» Data section:
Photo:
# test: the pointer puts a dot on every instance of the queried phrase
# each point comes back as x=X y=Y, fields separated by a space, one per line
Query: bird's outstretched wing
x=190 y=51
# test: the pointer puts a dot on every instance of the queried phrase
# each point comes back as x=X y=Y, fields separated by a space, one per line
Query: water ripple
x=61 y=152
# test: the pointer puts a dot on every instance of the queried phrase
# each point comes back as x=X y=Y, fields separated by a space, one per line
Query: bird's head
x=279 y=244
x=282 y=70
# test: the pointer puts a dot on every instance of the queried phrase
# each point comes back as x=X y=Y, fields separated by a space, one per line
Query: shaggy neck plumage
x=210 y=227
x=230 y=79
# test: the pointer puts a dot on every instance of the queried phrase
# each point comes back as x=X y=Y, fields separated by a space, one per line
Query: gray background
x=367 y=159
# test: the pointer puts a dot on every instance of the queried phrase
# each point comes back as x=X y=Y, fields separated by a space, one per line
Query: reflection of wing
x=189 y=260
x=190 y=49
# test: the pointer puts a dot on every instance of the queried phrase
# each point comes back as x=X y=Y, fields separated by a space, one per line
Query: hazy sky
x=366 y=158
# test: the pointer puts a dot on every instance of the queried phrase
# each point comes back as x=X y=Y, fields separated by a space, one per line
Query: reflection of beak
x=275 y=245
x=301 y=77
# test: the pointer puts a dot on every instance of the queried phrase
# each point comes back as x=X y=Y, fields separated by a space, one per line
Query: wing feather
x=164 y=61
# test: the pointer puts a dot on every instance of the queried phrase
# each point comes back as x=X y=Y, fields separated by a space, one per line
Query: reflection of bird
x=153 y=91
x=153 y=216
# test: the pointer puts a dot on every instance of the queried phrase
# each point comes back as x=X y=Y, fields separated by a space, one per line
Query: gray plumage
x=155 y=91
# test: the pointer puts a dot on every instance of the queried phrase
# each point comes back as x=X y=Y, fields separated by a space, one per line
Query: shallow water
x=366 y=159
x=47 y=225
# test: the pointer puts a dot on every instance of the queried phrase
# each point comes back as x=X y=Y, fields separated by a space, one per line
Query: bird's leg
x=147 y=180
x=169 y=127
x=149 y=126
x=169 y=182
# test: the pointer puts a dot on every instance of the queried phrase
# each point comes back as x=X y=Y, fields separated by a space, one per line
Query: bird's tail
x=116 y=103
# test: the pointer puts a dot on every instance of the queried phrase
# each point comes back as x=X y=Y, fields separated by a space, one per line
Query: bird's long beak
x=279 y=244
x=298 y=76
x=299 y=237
...
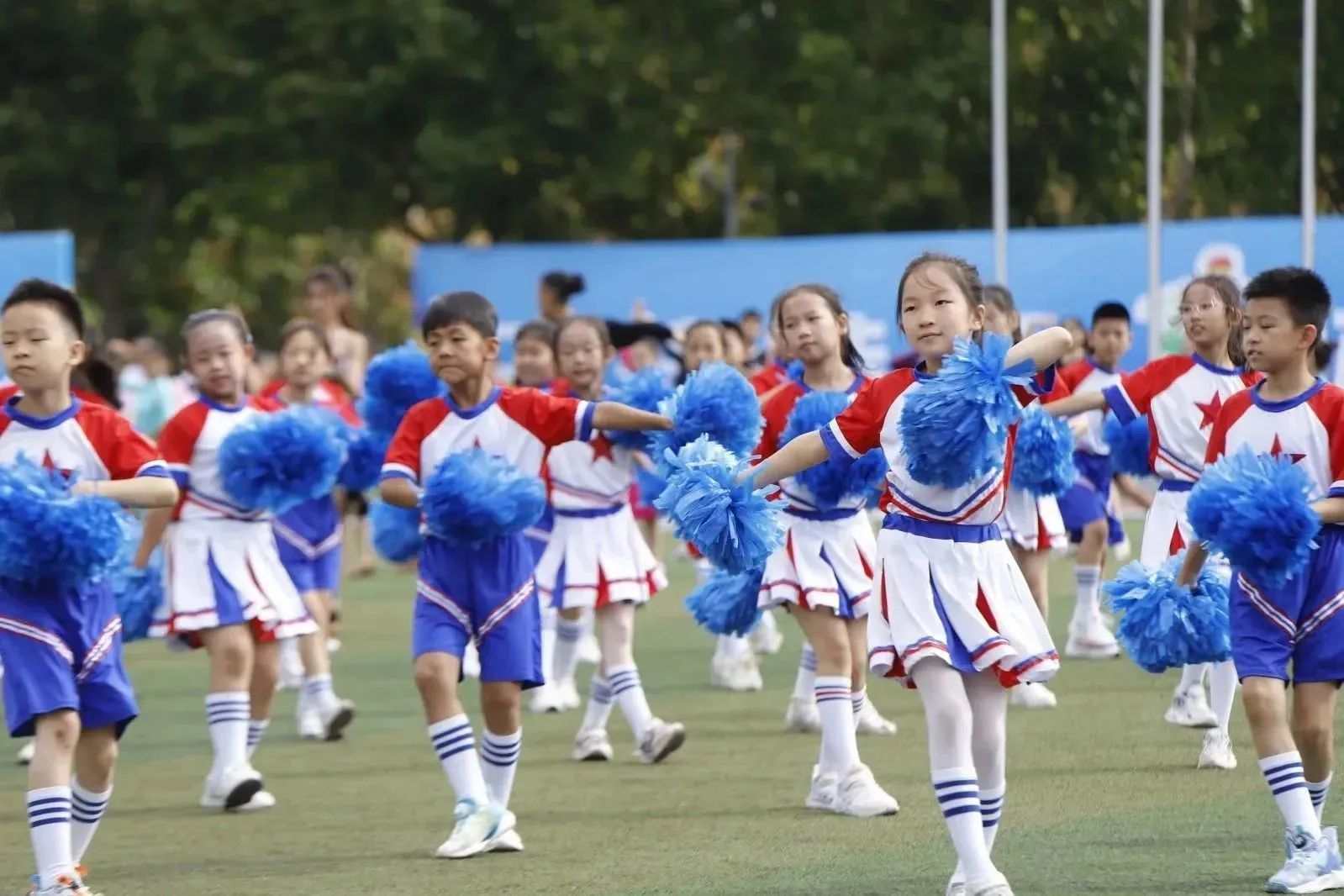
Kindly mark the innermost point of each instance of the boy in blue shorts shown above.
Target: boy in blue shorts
* * *
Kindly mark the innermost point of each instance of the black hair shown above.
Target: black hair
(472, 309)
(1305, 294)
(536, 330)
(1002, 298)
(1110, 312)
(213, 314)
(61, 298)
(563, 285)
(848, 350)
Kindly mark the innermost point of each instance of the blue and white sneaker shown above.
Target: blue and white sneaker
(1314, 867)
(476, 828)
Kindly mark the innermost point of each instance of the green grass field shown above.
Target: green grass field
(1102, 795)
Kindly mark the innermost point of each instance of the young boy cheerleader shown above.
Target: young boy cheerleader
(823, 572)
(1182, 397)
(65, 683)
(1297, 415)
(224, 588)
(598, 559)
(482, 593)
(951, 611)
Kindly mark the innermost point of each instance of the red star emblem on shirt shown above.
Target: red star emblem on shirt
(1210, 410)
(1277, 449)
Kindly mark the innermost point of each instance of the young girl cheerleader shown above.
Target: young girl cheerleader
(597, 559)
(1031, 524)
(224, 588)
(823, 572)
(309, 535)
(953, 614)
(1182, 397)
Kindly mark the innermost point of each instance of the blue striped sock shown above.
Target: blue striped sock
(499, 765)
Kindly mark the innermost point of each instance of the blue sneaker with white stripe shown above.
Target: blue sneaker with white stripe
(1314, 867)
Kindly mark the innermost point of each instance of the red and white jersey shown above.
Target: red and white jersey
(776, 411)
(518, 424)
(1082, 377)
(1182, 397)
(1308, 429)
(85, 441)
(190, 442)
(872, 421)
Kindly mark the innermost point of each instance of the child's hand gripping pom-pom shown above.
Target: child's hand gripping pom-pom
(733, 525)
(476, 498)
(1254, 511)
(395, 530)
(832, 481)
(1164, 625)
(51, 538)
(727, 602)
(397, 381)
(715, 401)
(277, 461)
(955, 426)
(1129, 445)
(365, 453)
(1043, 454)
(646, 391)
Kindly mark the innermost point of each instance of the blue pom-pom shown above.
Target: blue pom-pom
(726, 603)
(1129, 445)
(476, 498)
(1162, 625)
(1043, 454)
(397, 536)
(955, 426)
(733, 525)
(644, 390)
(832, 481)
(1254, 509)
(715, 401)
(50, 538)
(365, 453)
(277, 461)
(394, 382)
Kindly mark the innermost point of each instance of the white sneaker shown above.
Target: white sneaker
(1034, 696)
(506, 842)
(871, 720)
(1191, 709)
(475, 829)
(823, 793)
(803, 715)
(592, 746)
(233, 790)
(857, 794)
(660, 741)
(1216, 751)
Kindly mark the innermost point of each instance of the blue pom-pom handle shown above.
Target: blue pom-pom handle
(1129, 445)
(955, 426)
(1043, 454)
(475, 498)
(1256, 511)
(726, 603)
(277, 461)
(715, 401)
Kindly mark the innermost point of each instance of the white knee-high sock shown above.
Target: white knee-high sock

» Aim of the task:
Which lines of the records above contain the string "emblem"? Copy each one out.

» Final result:
Kindly mark the innermost point of each instance of the red star emblem on shirt shown above.
Target: red star emblem on shirt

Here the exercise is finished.